How do the lines below between the ones holding "# test: pointer returns one pin per instance of the smiling" and "# test: pointer returns one pin per instance of the shirt", inclusive, read? Give them again exactly, with no other lines.

◇ ◇ ◇ ◇

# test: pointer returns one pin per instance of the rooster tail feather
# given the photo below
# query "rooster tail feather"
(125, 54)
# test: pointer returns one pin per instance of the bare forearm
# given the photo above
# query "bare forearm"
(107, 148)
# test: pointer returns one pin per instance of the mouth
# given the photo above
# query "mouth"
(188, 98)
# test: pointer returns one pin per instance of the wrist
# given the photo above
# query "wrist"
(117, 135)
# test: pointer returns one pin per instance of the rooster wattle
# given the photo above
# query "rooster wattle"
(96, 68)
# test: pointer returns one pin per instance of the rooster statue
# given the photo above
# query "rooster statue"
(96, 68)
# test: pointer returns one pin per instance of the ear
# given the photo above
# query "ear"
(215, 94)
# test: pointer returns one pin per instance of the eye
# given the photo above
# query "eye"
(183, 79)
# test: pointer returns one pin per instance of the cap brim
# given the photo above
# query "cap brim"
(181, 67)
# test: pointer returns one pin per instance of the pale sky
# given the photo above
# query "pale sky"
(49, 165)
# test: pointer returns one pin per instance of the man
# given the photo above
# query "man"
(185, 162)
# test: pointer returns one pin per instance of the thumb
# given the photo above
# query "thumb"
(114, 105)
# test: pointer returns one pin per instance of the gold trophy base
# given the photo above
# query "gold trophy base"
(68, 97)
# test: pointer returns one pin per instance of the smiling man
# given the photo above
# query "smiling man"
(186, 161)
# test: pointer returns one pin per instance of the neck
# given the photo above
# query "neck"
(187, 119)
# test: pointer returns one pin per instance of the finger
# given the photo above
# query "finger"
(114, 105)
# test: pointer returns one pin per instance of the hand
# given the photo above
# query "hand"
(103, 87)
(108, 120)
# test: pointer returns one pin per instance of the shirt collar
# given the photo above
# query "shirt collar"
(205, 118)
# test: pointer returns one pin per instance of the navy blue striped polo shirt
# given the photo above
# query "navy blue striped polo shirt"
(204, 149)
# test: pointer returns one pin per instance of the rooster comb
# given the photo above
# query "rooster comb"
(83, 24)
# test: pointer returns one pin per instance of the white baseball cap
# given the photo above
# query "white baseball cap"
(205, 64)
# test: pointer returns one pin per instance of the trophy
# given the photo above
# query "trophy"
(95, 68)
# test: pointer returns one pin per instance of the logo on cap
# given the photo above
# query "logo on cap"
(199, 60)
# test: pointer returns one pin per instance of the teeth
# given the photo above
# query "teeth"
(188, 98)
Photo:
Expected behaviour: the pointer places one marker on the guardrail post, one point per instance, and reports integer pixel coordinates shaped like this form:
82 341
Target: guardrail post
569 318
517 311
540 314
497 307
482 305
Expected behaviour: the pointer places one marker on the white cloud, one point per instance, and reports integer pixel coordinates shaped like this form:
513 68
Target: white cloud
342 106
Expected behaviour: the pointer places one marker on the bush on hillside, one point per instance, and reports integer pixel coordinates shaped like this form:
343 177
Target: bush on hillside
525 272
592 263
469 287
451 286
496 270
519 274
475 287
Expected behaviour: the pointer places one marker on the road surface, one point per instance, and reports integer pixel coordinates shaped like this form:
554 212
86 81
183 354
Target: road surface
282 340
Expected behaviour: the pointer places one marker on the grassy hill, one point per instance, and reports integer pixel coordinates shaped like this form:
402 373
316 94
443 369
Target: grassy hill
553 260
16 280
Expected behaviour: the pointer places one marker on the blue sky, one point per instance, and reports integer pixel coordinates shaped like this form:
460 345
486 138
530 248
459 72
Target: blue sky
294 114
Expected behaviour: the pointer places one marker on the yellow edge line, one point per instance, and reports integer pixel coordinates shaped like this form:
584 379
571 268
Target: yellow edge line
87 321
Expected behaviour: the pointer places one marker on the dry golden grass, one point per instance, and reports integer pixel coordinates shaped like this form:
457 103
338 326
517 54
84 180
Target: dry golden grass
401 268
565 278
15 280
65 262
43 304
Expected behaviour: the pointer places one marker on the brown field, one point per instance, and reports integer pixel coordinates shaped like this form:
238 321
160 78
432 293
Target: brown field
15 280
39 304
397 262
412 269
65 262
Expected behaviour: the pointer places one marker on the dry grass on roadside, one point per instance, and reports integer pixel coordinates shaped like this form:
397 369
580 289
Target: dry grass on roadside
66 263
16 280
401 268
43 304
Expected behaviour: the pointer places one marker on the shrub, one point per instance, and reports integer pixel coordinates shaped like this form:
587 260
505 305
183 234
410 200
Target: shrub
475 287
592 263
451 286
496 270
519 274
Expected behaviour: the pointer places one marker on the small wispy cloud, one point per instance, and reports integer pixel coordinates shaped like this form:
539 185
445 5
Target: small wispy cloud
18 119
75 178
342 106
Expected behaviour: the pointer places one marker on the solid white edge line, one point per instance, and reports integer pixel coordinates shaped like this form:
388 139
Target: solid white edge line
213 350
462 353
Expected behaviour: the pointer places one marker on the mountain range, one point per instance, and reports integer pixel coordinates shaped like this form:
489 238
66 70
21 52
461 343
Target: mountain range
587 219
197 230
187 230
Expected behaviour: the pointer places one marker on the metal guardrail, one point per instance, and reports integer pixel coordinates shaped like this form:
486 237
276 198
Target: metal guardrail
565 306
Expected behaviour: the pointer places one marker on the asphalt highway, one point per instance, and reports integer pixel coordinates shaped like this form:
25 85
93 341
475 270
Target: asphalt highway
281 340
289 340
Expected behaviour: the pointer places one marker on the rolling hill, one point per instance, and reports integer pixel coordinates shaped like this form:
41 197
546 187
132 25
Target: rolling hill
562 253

◇ ◇ ◇ ◇

▶ [Task output]:
# test: pointer returns one pin per instance of the smiling man
# given the photo above
# query "smiling man"
(186, 161)
# test: pointer returns one pin per instance of the neck
# given the photo above
# query "neck"
(187, 119)
# test: pointer returns one pin per instance of the finger
# given the photo above
# query "finger"
(114, 105)
# test: pointer returns one pin per instance of the hand
# given the photo above
# query "hand"
(103, 87)
(108, 120)
# test: pointer returns one pin per instance of the shirt collar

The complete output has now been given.